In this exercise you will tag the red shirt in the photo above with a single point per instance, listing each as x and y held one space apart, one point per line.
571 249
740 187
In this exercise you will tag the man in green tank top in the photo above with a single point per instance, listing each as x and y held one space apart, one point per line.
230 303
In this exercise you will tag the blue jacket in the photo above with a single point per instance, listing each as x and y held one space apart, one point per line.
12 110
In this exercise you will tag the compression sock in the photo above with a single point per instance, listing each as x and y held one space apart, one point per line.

-------------------------

Objective – Recast all of the entries above as a Markdown table with two columns, Index and Text, giving each line its sequential number and omitting any blank lines.

Exercise solution –
| Index | Text |
|---|---|
| 1 | In this exercise you will tag the red shirt in the photo above with a single point per instance, listing each as x and y held one space apart, one point per line. |
| 2 | 571 249 |
| 3 | 740 187 |
| 4 | In this exercise you will tag the man in green tank top in the photo above with a single point per instance, listing each as x and y held one space apart, one point per line. |
| 5 | 230 303 |
| 6 | In this exercise you will tag the blue jacket in the photo above with a single point per instance, listing each as x and y held one space apart, one point per line. |
| 7 | 12 110 |
| 8 | In this exercise you will tag the compression sock in the photo above with a single point per instance, listing each as x and y held one space apart, one point per line. |